───── Source information ─────

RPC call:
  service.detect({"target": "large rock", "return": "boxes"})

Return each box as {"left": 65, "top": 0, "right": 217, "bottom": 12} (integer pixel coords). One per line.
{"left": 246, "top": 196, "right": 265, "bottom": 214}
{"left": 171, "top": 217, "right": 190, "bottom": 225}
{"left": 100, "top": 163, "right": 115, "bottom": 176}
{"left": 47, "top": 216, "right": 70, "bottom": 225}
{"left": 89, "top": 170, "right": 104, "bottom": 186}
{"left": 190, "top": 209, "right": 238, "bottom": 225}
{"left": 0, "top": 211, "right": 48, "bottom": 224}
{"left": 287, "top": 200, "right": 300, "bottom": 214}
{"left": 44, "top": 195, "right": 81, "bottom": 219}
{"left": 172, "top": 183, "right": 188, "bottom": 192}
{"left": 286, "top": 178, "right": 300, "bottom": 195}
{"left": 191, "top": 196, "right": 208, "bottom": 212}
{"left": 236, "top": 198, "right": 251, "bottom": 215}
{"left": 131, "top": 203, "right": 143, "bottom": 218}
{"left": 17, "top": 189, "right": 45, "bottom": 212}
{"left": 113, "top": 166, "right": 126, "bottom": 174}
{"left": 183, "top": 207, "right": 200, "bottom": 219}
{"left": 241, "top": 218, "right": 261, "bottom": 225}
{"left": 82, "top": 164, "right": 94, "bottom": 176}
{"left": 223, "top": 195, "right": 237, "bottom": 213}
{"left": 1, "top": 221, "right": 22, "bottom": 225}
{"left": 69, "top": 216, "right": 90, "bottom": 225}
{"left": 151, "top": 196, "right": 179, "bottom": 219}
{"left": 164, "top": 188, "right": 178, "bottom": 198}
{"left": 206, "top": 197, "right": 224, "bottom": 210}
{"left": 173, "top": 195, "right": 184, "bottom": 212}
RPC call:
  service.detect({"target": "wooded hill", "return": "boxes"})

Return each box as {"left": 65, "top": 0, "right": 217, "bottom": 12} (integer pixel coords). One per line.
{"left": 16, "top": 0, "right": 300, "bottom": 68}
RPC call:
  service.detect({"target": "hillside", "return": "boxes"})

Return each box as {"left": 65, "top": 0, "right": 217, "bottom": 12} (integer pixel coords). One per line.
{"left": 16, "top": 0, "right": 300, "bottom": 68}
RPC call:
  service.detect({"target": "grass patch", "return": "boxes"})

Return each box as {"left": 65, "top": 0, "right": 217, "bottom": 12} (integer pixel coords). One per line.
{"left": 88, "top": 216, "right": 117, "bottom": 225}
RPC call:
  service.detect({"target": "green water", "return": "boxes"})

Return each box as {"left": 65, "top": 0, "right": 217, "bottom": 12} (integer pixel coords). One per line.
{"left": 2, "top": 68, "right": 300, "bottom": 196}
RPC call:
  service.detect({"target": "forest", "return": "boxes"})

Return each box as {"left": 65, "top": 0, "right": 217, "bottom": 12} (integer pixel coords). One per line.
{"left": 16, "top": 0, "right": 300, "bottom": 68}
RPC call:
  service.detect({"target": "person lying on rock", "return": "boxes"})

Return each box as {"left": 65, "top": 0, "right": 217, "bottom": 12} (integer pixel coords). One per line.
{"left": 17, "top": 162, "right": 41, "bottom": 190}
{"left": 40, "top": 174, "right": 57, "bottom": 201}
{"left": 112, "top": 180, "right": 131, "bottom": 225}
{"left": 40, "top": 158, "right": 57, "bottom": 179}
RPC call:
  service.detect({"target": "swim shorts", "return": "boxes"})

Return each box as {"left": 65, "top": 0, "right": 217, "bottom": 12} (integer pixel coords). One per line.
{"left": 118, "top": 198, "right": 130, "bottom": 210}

─────

_Problem statement:_ Write out every record, exactly as written.

_Result:_
RPC call:
  service.detect({"target": "large rock", "return": "boxes"})

Return each box as {"left": 65, "top": 0, "right": 217, "bottom": 12} (integer pixel coords). One per line.
{"left": 246, "top": 196, "right": 265, "bottom": 214}
{"left": 171, "top": 217, "right": 190, "bottom": 225}
{"left": 100, "top": 163, "right": 115, "bottom": 176}
{"left": 47, "top": 216, "right": 70, "bottom": 225}
{"left": 89, "top": 170, "right": 104, "bottom": 186}
{"left": 190, "top": 209, "right": 238, "bottom": 225}
{"left": 0, "top": 211, "right": 48, "bottom": 224}
{"left": 287, "top": 200, "right": 300, "bottom": 214}
{"left": 44, "top": 195, "right": 81, "bottom": 219}
{"left": 172, "top": 183, "right": 188, "bottom": 192}
{"left": 286, "top": 178, "right": 300, "bottom": 195}
{"left": 191, "top": 196, "right": 208, "bottom": 212}
{"left": 236, "top": 198, "right": 251, "bottom": 215}
{"left": 131, "top": 203, "right": 143, "bottom": 218}
{"left": 17, "top": 189, "right": 45, "bottom": 212}
{"left": 113, "top": 166, "right": 126, "bottom": 174}
{"left": 183, "top": 207, "right": 200, "bottom": 219}
{"left": 241, "top": 218, "right": 261, "bottom": 225}
{"left": 82, "top": 164, "right": 94, "bottom": 176}
{"left": 223, "top": 195, "right": 237, "bottom": 213}
{"left": 1, "top": 221, "right": 22, "bottom": 225}
{"left": 69, "top": 216, "right": 90, "bottom": 225}
{"left": 151, "top": 196, "right": 179, "bottom": 219}
{"left": 164, "top": 188, "right": 178, "bottom": 198}
{"left": 206, "top": 197, "right": 224, "bottom": 210}
{"left": 173, "top": 195, "right": 184, "bottom": 212}
RPC call:
  service.detect({"target": "wooded hill", "return": "boxes"})

Return each box as {"left": 65, "top": 0, "right": 217, "bottom": 12} (integer pixel coords). One per line.
{"left": 16, "top": 0, "right": 300, "bottom": 68}
RPC call:
  service.detect({"target": "hillside", "return": "boxes"})

Return each box as {"left": 65, "top": 0, "right": 217, "bottom": 12} (integer pixel coords). One per line.
{"left": 16, "top": 0, "right": 300, "bottom": 68}
RPC call:
  service.detect({"target": "grass patch", "return": "boxes"})

Return each box as {"left": 65, "top": 0, "right": 217, "bottom": 12} (integer pixel coords). One per line.
{"left": 88, "top": 216, "right": 117, "bottom": 225}
RPC call:
  service.detect({"target": "green water", "return": "boxes"})

Return each box as {"left": 65, "top": 0, "right": 217, "bottom": 12} (integer pixel coords). One per line.
{"left": 2, "top": 68, "right": 300, "bottom": 196}
RPC call:
  service.detect({"target": "forest", "return": "boxes"})

Return each box as {"left": 65, "top": 0, "right": 217, "bottom": 12} (integer pixel coords). One per line.
{"left": 16, "top": 0, "right": 300, "bottom": 68}
RPC call:
  service.detect({"target": "person lying on rock", "return": "boxes"})

Return each box as {"left": 65, "top": 0, "right": 217, "bottom": 12} (integer pixel coords). One per line.
{"left": 17, "top": 162, "right": 41, "bottom": 190}
{"left": 40, "top": 174, "right": 57, "bottom": 201}
{"left": 112, "top": 180, "right": 131, "bottom": 225}
{"left": 40, "top": 158, "right": 57, "bottom": 179}
RPC call:
  service.detect({"target": "swim shorts", "return": "boxes"})

Return each box as {"left": 65, "top": 0, "right": 217, "bottom": 12} (integer pixel coords). One per line.
{"left": 118, "top": 198, "right": 130, "bottom": 210}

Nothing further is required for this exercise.